# WORK INSTRUCTIONS
Leave the pictures out and return every line below exactly.

# RECORD EXTRACTS
━━━━

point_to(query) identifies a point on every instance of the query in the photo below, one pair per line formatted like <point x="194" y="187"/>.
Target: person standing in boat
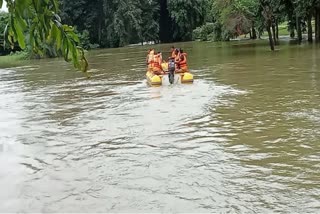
<point x="157" y="69"/>
<point x="173" y="52"/>
<point x="150" y="59"/>
<point x="182" y="62"/>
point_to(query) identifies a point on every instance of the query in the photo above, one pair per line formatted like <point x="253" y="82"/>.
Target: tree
<point x="39" y="19"/>
<point x="186" y="16"/>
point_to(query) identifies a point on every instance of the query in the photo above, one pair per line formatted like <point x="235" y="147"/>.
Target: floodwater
<point x="244" y="138"/>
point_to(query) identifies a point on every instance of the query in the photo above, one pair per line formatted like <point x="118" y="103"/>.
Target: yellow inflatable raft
<point x="156" y="80"/>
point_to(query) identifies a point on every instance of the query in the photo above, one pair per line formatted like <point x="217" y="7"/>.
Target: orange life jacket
<point x="157" y="61"/>
<point x="151" y="58"/>
<point x="184" y="61"/>
<point x="173" y="54"/>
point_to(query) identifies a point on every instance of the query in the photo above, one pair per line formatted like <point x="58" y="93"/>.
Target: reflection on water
<point x="243" y="138"/>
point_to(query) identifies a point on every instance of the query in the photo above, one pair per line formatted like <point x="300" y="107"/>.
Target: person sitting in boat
<point x="157" y="69"/>
<point x="182" y="62"/>
<point x="150" y="59"/>
<point x="177" y="58"/>
<point x="173" y="52"/>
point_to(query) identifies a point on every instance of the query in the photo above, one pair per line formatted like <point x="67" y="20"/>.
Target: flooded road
<point x="245" y="137"/>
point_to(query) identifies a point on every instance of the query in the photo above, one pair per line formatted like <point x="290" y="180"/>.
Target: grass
<point x="13" y="59"/>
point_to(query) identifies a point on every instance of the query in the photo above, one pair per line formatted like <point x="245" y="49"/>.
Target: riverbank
<point x="13" y="59"/>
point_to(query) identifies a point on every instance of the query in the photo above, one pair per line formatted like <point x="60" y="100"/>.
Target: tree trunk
<point x="299" y="31"/>
<point x="254" y="32"/>
<point x="274" y="34"/>
<point x="317" y="25"/>
<point x="277" y="30"/>
<point x="166" y="33"/>
<point x="271" y="41"/>
<point x="292" y="34"/>
<point x="310" y="33"/>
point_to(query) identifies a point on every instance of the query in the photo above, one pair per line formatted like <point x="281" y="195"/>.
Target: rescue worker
<point x="157" y="69"/>
<point x="150" y="59"/>
<point x="177" y="58"/>
<point x="183" y="67"/>
<point x="173" y="52"/>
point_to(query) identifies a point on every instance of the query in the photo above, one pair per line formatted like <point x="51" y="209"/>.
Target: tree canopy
<point x="38" y="24"/>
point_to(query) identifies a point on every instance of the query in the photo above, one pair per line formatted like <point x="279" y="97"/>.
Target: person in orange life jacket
<point x="157" y="69"/>
<point x="183" y="67"/>
<point x="150" y="59"/>
<point x="173" y="54"/>
<point x="177" y="58"/>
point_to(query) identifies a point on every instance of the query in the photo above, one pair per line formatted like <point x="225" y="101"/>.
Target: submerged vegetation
<point x="36" y="26"/>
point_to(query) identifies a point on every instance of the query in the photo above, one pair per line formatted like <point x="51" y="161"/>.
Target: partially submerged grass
<point x="13" y="59"/>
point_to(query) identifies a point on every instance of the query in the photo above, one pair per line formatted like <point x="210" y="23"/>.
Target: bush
<point x="196" y="34"/>
<point x="211" y="32"/>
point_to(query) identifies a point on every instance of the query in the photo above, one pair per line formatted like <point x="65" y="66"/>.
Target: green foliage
<point x="186" y="15"/>
<point x="38" y="20"/>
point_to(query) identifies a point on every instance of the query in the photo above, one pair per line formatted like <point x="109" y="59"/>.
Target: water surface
<point x="243" y="138"/>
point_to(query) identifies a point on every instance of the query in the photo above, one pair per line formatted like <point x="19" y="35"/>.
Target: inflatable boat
<point x="157" y="80"/>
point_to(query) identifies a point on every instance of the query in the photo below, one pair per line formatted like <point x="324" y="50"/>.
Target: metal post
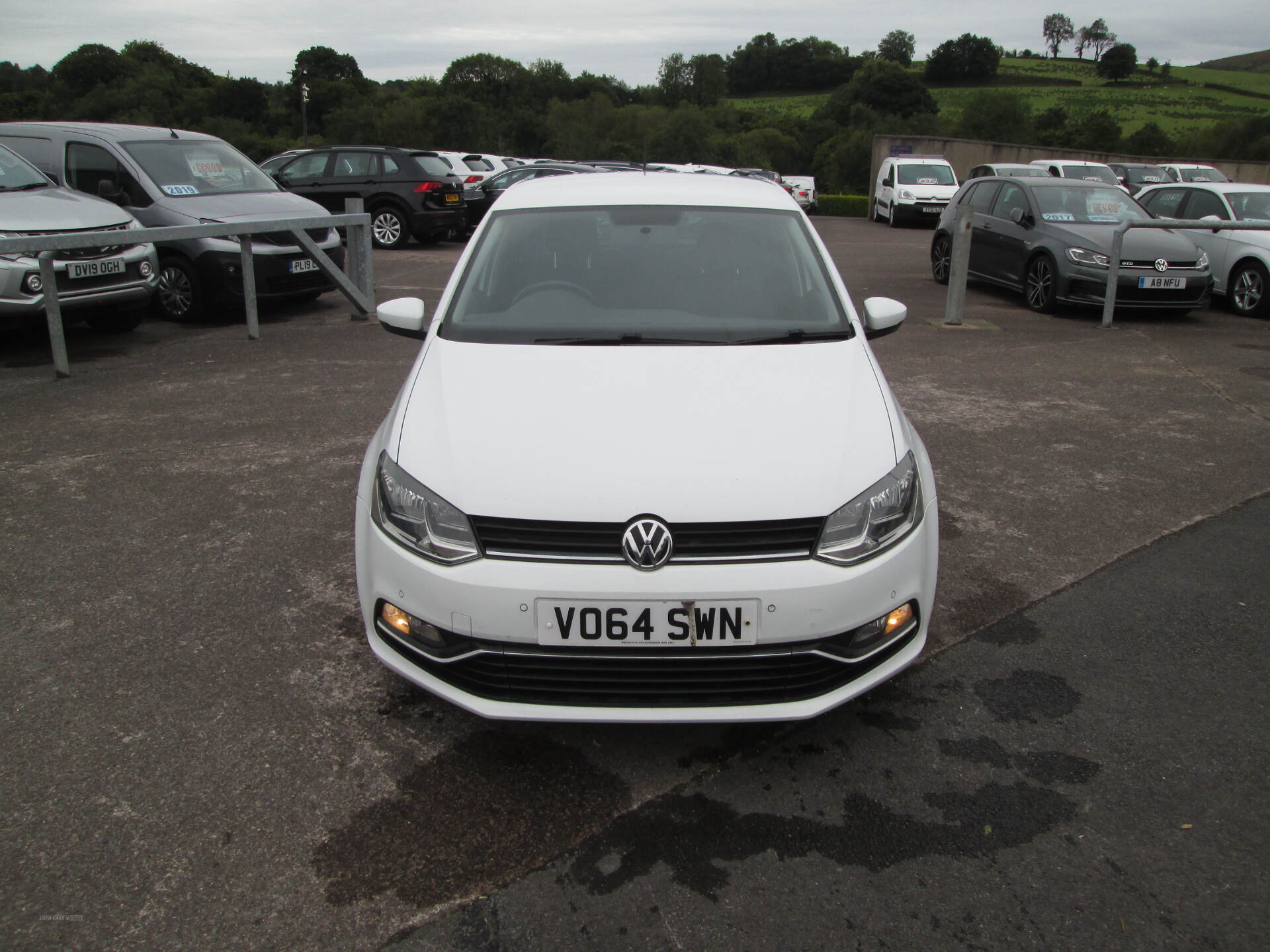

━━━━

# ANSWER FOR THIS EXERCISE
point_to(query) identifies a point on every instance of the query in the photo below, one pair per line formatted like <point x="194" y="187"/>.
Target: person standing in boat
<point x="157" y="69"/>
<point x="173" y="52"/>
<point x="150" y="59"/>
<point x="182" y="62"/>
point_to(query) identifies a point on every instance of the query in the photo above, one pair per line formatted like <point x="253" y="82"/>.
Target: tree
<point x="39" y="19"/>
<point x="186" y="16"/>
point_to(query) identifies a point on every instance of the query in the photo above, one pair per line formatted like <point x="235" y="147"/>.
Target: floodwater
<point x="244" y="138"/>
point_to(query) identifies a point on every instance of the query in the photo above, one pair per line formatted like <point x="118" y="103"/>.
Target: yellow inflatable raft
<point x="156" y="80"/>
point_to(query) identifies a point on every instance of the query in the photo above, one pair per line formatted like <point x="217" y="7"/>.
Target: orange life jacket
<point x="157" y="61"/>
<point x="151" y="58"/>
<point x="184" y="61"/>
<point x="173" y="54"/>
point_to(query) identifies a point on every instance of the query in the photo above, one pair per line formatted like <point x="58" y="93"/>.
Target: reflection on water
<point x="243" y="138"/>
point_to(query) identifies a point on every instance of the query in the photo above, one pair per line formatted like <point x="300" y="107"/>.
Target: person sitting in boat
<point x="157" y="69"/>
<point x="182" y="62"/>
<point x="150" y="59"/>
<point x="177" y="58"/>
<point x="173" y="52"/>
point_to(query) identifies a point on every instance of the query in the photo above, one pair per line formatted like <point x="67" y="20"/>.
Target: flooded road
<point x="245" y="137"/>
point_to(query) identifies a point on every instance of the query in the photo above, one pair per line formatted like <point x="290" y="180"/>.
Target: grass
<point x="13" y="59"/>
point_to(query) identifies a point on every instance of the query in the photo above, one pair per line formatted like <point x="245" y="49"/>.
Target: riverbank
<point x="13" y="59"/>
point_to(query) identifies a point on every instance of the query in the photo above, one pair per line formatted like <point x="60" y="100"/>.
Target: tree trunk
<point x="299" y="31"/>
<point x="254" y="32"/>
<point x="274" y="34"/>
<point x="317" y="25"/>
<point x="277" y="30"/>
<point x="166" y="33"/>
<point x="271" y="41"/>
<point x="292" y="34"/>
<point x="310" y="33"/>
point_to(query) identifies a point on every instance of the query in the photo above, one pair per line formatted like <point x="281" y="195"/>.
Target: rescue worker
<point x="157" y="69"/>
<point x="150" y="59"/>
<point x="177" y="58"/>
<point x="183" y="67"/>
<point x="173" y="52"/>
point_to(query) identifies a point on every instance of the query in the photo above, one pair per line formatted like <point x="51" y="209"/>.
Target: tree canopy
<point x="38" y="24"/>
point_to(query) identifies a point on every instance of the query in the photo above, one pair per line formatted like <point x="279" y="97"/>.
Target: person in orange life jacket
<point x="157" y="69"/>
<point x="183" y="67"/>
<point x="150" y="59"/>
<point x="173" y="54"/>
<point x="177" y="58"/>
point_to(query) identifies a point on every instance of the query in the photo above, one pair per line formatted like <point x="225" y="101"/>.
Target: submerged vegetation
<point x="36" y="26"/>
point_to(query) identifies a point on every instance of the query in the photo above, one pair per line formatted like <point x="51" y="161"/>.
Target: partially submerged grass
<point x="13" y="59"/>
point_to(query) identifies a point on every instance of the query in the photo above, one pair per line formatted like <point x="210" y="23"/>.
Target: bush
<point x="196" y="34"/>
<point x="211" y="32"/>
point_to(query) identifies a point on every instance of the query in the photo above, one pair per line formatted like <point x="65" y="66"/>.
Target: green foliage
<point x="186" y="15"/>
<point x="38" y="20"/>
point_to(query) identifies a point on every instance of the query in the photo above, one pair per line formatted like <point x="109" y="59"/>.
Target: water surface
<point x="243" y="138"/>
point_to(query) identifies a point on every instance of the query in the photo above, one pair per line formatted like <point x="19" y="35"/>.
Target: inflatable boat
<point x="157" y="80"/>
point_to(query) identifies a point on every instance of the query in the photo below, one pair per line formatted like <point x="324" y="50"/>.
Target: metal post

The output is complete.